▶ **WHAT YOU NEED TO DO**
A) Can you sum up the article on multi-class image classification with PySpark in two sentences?
B) Answer these questions on the article on multi-class image classification with PySpark:
(i) Which backend does the article use with Keras?
(ii) Through which API does Deep Learning Pipelines facilitate common deep learning workflows?
(iii) Which company does the Deep Learning Pipelines library come from?
C) Write a continuation of the article on multi-class image classification with PySpark, starting after its final sentence.
** BEGIN QUOTED TEXT **
Multi-Class Image Classification With Transfer Learning In PySpark

A short demonstration of a Computer Vision problem with Deep Learning Pipelines from Apache Spark.

Innat

Published in

Towards Data Science

8 min readJul 23, 2019

Introduction

In this article, We’ll be using Keras (TensorFlow backend), PySpark, and Deep Learning Pipelines libraries to build an end-to-end deep learning computer vision solution for a multi-class image classification problem that runs on a Spark cluster. Spark is a robust open-source distributed analytics engine that can process large amounts of data with great speed. PySpark is the Python API for Spark that allows us to use Python programming language and leverage the power of Apache Spark.

In this article, we’ll be using majorly Deep Learning Pipelines(DLP) which is a high-level Deep Learning framework that facilitates common Deep Learning workflows via the Spark MLlib Pipelines API. It currently supports TensorFlow and Keras with the TensorFlow backend. In this article, We’ll be using this DLP to build a multi-class image classifier that will run on the Spark cluster. To get everything set up, please follow this installation instruction.

Deep Learning Pipelines — Databricks Documentation

The Deep Learning Pipelines library is included in Databricks Runtime ML, a machine learning runtime that provides a…

docs.databricks.com

The library comes from Databricks and leverages Spark for its two strongest facets:

In the spirit of Spark and Spark MLlib, It provides easy-to-use APIs that enable deep learning in very few lines of code.
** END QUOTED TEXT **
** BEGIN SUPPLIED DATA **
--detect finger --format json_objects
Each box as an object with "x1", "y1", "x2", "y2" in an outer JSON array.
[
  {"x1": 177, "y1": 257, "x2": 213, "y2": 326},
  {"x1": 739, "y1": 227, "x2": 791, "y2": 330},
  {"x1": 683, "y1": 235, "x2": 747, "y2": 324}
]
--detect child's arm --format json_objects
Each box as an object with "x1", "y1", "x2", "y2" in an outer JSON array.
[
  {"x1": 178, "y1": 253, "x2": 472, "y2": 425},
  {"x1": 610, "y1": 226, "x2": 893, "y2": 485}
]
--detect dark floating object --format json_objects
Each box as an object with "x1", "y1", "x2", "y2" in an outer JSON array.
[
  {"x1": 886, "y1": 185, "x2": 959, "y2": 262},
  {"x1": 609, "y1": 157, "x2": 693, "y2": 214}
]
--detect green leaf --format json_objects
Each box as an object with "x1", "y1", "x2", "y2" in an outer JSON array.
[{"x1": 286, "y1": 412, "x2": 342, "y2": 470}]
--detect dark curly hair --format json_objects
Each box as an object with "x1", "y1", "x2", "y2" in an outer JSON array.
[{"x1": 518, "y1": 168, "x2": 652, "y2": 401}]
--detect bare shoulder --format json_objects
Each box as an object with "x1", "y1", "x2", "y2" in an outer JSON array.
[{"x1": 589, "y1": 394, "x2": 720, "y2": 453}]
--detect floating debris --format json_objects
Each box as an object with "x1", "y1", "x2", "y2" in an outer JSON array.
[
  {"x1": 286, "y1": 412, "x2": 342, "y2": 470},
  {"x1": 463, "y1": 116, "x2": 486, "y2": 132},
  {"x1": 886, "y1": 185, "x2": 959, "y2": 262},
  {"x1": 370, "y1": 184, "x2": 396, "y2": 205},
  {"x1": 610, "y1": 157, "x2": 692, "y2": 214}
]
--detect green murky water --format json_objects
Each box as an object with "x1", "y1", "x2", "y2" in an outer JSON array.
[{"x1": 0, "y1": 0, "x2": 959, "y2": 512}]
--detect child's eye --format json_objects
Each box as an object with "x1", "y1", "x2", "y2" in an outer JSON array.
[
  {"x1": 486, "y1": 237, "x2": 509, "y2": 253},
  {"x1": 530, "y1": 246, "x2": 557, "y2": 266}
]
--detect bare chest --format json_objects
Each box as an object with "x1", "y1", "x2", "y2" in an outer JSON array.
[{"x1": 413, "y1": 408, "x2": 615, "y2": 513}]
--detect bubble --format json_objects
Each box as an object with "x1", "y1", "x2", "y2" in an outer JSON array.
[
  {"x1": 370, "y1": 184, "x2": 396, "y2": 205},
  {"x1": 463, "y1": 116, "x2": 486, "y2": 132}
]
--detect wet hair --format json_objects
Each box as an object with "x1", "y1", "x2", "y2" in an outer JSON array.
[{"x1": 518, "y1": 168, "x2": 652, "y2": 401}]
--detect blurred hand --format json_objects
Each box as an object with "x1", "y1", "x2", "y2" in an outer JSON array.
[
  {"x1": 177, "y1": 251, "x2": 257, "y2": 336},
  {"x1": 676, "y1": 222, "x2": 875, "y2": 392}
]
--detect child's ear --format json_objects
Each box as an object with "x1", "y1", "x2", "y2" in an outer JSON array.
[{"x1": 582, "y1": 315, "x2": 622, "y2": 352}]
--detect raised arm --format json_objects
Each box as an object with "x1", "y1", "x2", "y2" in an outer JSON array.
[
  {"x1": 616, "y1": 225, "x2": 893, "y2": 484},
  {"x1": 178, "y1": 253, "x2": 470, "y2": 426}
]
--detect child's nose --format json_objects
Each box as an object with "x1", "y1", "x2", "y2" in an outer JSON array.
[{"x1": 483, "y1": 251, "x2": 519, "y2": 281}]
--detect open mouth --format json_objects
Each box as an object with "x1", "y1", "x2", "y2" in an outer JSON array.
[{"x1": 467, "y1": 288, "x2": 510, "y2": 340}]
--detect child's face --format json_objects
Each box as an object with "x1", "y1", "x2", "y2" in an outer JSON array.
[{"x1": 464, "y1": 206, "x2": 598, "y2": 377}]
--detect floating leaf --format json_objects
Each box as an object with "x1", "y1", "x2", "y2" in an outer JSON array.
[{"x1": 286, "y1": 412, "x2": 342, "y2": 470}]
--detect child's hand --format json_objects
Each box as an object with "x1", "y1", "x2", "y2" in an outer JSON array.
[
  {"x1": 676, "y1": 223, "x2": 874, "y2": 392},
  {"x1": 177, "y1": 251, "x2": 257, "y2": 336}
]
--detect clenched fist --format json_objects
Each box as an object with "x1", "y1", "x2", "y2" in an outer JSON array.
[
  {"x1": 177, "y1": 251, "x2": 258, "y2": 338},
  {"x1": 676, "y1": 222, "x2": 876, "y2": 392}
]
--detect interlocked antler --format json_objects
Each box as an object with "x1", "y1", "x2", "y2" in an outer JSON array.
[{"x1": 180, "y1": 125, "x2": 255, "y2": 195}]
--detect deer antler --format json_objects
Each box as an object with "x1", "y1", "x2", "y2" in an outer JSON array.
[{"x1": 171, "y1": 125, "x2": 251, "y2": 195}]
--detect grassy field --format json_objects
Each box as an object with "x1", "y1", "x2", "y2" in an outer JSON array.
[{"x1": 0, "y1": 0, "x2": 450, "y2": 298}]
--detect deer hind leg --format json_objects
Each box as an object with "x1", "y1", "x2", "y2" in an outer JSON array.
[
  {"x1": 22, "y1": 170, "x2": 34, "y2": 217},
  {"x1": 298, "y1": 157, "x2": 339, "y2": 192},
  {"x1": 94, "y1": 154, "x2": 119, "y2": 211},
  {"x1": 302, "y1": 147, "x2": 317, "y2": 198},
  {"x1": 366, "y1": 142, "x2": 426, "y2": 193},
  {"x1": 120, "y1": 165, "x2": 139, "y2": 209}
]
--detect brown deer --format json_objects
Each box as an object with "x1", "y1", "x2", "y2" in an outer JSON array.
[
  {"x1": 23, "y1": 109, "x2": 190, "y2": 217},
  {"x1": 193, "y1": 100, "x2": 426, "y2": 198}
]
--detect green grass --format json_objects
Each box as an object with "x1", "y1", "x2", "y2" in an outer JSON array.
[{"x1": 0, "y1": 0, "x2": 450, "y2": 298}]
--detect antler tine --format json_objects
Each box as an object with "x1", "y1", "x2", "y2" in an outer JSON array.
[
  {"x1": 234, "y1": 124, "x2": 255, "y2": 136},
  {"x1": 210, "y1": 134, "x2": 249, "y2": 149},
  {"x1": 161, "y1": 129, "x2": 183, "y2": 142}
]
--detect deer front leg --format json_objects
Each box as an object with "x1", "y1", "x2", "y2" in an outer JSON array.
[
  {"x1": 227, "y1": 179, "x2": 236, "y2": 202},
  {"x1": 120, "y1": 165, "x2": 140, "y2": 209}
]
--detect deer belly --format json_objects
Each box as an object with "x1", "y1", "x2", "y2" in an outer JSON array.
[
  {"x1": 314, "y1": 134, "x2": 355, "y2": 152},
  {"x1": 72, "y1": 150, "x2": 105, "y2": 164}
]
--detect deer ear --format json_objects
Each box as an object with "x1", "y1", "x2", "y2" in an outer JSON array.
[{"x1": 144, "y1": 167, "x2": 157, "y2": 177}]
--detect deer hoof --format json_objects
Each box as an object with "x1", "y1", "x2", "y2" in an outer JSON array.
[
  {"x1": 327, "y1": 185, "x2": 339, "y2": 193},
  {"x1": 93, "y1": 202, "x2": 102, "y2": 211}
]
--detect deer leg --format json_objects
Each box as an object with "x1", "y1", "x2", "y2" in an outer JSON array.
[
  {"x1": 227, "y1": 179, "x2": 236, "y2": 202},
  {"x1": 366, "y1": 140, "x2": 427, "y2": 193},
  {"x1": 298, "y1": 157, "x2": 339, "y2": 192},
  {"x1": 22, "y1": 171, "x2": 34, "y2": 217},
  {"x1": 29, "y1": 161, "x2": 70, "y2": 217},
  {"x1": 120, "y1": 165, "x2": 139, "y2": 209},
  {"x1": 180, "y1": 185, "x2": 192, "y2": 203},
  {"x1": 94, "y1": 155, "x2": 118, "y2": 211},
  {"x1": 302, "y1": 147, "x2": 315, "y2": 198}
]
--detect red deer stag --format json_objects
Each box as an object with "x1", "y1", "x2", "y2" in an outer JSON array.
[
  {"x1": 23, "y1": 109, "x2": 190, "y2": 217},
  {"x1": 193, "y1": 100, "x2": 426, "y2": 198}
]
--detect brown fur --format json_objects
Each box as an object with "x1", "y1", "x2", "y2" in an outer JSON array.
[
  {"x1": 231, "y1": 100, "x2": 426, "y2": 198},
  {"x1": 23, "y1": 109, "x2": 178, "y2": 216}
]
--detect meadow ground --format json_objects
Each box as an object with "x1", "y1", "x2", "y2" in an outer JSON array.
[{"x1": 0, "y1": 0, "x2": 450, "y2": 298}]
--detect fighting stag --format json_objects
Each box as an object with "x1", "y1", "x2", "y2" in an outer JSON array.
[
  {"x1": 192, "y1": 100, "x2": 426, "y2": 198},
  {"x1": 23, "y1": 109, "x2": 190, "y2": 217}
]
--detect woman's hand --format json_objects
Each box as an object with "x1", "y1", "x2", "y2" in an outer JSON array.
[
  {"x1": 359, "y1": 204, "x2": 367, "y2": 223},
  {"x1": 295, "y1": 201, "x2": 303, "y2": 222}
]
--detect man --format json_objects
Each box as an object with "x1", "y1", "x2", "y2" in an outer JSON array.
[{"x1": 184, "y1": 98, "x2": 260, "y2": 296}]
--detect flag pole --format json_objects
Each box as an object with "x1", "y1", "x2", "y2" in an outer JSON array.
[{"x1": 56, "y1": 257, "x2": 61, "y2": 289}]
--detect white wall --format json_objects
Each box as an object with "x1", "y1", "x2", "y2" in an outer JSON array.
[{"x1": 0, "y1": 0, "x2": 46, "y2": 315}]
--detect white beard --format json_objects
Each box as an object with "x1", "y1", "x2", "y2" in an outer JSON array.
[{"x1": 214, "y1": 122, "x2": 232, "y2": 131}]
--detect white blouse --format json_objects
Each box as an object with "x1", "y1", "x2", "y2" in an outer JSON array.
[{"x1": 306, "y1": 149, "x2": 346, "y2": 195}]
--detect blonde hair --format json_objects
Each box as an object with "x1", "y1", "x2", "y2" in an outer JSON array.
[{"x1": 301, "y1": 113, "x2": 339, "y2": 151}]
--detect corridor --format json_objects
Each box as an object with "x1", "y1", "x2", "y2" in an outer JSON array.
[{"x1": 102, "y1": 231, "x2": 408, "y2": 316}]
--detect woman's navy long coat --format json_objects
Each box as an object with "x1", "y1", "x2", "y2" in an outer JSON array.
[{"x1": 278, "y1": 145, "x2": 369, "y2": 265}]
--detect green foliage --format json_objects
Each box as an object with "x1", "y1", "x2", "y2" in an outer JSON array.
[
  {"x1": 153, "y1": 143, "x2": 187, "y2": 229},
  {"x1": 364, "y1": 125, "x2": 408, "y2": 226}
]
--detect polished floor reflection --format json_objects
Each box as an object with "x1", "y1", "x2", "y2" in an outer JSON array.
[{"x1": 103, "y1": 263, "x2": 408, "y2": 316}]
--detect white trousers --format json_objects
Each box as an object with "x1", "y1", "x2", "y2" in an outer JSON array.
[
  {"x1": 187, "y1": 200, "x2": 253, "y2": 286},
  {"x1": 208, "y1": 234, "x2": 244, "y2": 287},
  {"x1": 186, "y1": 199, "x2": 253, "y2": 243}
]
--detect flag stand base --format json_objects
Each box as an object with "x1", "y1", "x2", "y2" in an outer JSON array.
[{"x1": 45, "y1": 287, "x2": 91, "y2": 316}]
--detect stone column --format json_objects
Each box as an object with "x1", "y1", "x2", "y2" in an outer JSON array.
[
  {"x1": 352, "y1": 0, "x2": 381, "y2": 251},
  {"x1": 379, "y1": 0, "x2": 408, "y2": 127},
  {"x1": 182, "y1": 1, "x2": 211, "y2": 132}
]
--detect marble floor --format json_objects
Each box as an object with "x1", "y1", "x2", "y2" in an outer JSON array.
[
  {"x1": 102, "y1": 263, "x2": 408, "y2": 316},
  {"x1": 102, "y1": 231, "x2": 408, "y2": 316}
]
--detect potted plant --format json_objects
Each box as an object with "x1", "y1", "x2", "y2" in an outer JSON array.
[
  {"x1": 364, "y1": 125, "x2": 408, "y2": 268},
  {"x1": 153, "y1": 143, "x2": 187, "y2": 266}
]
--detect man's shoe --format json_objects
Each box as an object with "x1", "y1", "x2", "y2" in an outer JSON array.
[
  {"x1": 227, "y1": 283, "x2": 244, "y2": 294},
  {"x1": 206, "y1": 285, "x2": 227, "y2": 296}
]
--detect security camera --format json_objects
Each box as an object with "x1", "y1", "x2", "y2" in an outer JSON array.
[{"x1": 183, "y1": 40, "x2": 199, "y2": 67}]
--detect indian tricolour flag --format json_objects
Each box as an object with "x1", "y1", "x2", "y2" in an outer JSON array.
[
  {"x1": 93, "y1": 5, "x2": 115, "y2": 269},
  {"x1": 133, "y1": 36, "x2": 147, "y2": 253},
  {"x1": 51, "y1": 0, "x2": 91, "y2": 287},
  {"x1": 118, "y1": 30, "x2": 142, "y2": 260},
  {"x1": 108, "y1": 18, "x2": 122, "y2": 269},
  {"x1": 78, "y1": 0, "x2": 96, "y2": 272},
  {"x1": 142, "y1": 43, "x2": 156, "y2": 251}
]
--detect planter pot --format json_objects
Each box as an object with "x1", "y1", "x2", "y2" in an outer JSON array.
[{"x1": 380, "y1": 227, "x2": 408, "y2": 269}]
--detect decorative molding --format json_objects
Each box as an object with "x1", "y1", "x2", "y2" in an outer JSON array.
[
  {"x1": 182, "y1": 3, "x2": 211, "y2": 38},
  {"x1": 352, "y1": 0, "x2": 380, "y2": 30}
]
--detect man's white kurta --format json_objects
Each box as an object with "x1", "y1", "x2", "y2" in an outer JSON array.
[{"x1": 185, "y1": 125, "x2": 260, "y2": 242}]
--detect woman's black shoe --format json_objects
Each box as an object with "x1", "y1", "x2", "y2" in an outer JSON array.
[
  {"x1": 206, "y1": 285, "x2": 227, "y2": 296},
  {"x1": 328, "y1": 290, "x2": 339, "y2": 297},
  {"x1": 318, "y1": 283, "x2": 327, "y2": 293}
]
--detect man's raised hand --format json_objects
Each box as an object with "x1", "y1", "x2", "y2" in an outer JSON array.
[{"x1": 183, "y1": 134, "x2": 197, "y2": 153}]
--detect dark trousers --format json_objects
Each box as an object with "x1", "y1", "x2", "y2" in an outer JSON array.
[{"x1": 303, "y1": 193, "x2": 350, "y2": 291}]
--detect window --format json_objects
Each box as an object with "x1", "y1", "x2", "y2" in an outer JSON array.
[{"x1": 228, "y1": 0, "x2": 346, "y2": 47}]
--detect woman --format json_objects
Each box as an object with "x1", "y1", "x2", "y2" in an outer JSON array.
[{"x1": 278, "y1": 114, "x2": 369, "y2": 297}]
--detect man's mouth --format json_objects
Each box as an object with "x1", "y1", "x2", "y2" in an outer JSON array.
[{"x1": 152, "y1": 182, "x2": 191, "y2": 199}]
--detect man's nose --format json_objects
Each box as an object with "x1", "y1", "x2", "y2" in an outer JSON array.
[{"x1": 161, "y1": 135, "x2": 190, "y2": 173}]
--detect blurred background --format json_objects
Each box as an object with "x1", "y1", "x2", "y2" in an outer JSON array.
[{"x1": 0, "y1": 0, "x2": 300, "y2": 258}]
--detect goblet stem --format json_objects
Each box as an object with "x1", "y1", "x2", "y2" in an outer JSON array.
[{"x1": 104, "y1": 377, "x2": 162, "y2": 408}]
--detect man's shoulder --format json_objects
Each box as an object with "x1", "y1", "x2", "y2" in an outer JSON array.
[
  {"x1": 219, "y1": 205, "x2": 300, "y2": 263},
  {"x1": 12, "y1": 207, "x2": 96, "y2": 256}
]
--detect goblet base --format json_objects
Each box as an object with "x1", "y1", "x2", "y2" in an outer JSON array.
** END SUPPLIED DATA **
▶ **WRITTEN RESPONSES**
A) The article builds an end-to-end deep learning computer vision solution for multi-class image classification that runs on a Spark cluster, using Keras with a TensorFlow backend, PySpark, and Deep Learning Pipelines. Deep Learning Pipelines, a library from Databricks, is a high-level framework that supports TensorFlow and Keras and facilitates common deep learning workflows through the Spark MLlib Pipelines API.

B)
(i) TensorFlow
(ii) The Spark MLlib Pipelines API
(iii) Databricks

C)
It uses Spark’s powerful distributed engine to scale out deep learning on massive datasets.

My goal is to integrate Deep Learning into the PySpark pipeline with the DLP. I’m running the entire project using Jupyter Notebook on my local machine to build the prototype. However, I found it a bit difficult to put together this prototype so I hope others will find this article useful. I’ll break down this project into a few steps. Some of the steps will be self-explanatory, but for others, I’ll try to explain as possible to make it painless. If you want to see just the notebook with explanations and code you can go directly to GitHub.

Plan

Transfer Learning: A short intuition of Deep Learning Pipelines ( from Databricks )
Data Set: Introducing the multiclass image data.
Modeling: Build a model and training.
Evaluate: Evaluating the model performance using various evaluation metrics.

Transfer Learning

Transfer learning is a technique in machine learning in general that focuses on saving knowledge (weights and biases) gained while solving one problem and further applying it to a different but related problem.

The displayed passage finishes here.